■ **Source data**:
BEGIN

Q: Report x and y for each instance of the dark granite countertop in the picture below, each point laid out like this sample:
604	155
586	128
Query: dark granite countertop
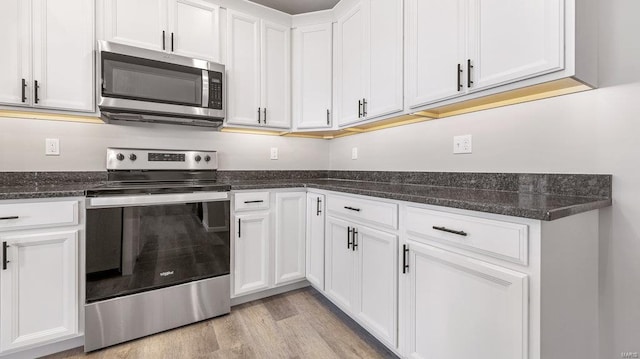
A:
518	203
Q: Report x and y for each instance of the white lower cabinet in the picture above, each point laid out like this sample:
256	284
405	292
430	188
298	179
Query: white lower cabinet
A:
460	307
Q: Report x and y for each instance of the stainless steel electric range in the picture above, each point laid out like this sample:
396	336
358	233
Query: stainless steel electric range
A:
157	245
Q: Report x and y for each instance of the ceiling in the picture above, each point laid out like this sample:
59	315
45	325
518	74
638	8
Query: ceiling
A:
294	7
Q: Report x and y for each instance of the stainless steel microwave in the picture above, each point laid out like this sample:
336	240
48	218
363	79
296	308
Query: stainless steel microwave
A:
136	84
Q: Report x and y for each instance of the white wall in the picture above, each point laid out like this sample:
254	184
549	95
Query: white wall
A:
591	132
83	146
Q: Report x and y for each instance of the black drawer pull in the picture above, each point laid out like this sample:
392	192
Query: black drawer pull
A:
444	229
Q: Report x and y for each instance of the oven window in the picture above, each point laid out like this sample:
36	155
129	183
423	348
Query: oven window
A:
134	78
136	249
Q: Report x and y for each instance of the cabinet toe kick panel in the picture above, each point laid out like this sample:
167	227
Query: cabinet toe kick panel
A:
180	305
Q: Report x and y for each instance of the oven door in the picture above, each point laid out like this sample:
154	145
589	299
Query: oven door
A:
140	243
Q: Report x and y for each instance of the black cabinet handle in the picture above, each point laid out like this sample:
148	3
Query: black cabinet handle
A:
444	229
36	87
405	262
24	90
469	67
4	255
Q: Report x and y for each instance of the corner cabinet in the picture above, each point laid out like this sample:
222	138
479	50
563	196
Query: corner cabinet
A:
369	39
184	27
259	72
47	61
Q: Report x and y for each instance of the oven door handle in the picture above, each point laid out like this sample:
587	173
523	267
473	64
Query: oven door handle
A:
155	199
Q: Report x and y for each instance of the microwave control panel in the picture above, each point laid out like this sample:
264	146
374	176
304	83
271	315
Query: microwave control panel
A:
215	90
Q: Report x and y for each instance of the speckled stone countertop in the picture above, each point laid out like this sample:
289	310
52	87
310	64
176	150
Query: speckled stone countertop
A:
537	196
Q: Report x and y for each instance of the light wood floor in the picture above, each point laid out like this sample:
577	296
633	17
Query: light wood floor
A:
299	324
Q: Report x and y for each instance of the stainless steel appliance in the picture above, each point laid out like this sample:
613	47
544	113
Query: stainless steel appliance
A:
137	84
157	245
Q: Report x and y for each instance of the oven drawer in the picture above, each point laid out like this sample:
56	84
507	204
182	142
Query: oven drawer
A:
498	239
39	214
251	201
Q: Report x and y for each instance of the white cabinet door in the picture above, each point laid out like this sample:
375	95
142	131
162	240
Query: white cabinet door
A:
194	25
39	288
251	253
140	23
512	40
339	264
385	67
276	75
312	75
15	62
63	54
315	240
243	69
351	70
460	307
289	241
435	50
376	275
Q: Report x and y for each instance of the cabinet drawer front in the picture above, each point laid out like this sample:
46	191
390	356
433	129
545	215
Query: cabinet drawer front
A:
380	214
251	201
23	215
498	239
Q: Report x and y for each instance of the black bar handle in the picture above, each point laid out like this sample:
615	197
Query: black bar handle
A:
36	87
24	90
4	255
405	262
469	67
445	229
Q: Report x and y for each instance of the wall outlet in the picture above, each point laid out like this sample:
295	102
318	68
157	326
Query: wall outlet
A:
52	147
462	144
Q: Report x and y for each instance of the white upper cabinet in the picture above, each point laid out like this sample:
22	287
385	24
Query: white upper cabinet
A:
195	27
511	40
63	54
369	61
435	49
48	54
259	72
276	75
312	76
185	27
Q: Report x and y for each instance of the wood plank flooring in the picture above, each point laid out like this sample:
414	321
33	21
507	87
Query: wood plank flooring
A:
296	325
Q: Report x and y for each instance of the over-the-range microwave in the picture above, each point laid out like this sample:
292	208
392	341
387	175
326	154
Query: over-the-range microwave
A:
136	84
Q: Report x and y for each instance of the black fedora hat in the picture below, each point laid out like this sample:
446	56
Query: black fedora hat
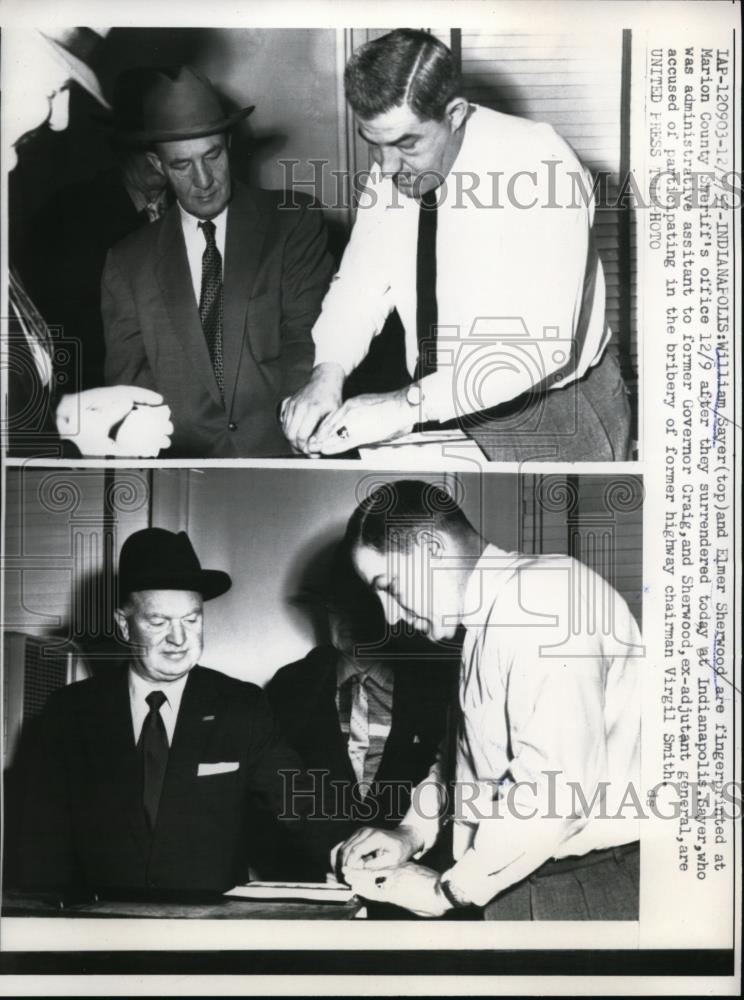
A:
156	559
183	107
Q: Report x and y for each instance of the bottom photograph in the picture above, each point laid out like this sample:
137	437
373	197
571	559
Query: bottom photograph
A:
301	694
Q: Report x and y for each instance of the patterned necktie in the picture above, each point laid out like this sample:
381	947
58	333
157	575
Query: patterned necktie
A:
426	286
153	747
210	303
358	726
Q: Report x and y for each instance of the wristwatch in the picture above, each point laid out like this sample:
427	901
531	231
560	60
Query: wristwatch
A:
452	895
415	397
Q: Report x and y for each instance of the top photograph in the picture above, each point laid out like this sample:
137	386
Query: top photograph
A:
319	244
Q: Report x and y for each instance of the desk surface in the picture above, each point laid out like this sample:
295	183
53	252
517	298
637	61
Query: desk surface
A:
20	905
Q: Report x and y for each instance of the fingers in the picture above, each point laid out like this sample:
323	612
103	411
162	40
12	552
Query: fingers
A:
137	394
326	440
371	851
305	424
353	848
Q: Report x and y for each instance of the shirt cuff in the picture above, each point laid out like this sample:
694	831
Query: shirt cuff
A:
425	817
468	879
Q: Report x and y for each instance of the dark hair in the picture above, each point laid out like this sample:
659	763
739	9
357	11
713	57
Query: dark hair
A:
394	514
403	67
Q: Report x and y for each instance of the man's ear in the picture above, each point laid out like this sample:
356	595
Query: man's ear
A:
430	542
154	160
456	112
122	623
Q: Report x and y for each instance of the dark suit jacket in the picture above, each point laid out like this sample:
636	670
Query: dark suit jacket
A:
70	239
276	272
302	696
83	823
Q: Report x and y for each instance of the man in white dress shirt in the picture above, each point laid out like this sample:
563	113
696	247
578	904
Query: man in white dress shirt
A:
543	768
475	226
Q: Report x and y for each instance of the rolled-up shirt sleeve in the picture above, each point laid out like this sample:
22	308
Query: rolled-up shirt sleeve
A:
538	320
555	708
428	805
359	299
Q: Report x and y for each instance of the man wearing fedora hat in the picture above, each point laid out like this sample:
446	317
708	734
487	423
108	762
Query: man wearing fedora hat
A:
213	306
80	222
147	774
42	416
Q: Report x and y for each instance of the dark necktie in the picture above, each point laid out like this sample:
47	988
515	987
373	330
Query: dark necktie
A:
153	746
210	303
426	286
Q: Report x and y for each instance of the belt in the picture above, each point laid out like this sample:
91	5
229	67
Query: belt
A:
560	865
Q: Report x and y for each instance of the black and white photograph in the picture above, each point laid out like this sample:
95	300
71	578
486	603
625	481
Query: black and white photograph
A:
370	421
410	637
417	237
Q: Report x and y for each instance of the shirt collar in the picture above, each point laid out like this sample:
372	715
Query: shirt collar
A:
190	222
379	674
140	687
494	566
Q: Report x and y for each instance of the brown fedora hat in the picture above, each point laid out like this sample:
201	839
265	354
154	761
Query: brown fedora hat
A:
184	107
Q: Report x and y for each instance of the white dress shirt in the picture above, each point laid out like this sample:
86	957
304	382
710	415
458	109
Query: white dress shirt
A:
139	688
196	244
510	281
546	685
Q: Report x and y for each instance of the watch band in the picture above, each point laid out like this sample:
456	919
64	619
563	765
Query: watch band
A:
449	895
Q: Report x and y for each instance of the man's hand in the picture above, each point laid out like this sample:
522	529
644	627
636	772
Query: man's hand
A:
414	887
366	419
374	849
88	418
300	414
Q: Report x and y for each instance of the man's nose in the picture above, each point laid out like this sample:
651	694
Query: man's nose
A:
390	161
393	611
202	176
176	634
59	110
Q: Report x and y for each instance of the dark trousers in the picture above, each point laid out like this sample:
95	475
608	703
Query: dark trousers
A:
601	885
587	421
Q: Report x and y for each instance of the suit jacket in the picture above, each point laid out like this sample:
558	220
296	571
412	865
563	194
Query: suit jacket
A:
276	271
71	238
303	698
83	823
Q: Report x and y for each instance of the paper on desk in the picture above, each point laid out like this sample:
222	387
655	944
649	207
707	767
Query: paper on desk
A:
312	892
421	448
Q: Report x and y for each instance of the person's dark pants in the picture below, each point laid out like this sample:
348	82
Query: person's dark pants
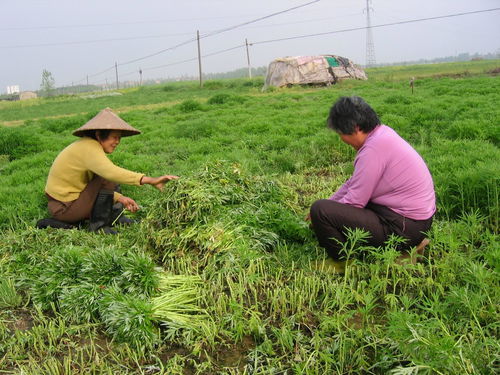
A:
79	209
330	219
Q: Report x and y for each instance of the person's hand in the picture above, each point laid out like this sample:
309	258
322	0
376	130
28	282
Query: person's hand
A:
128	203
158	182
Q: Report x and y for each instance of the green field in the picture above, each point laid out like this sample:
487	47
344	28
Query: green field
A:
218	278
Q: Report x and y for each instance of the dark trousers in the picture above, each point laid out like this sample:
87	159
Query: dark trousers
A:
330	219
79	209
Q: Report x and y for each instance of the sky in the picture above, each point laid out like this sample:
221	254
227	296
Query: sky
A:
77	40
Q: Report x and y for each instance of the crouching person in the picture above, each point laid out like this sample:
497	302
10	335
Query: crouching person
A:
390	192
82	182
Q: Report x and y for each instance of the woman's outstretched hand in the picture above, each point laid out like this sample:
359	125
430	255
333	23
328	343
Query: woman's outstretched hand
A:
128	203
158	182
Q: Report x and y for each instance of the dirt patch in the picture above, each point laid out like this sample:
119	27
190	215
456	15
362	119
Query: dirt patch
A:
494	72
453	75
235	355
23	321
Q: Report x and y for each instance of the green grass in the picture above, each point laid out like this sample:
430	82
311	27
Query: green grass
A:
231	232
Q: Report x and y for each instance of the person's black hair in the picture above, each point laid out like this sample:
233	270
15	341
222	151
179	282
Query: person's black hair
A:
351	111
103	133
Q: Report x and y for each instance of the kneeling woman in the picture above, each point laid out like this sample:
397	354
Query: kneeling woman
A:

END

Please go line by line through the records above, copying each one that holds the string "speckled".

Q: Report x and y for each instance of the speckled stone countertop in the picture above, each point laid out like this sample:
Query: speckled stone countertop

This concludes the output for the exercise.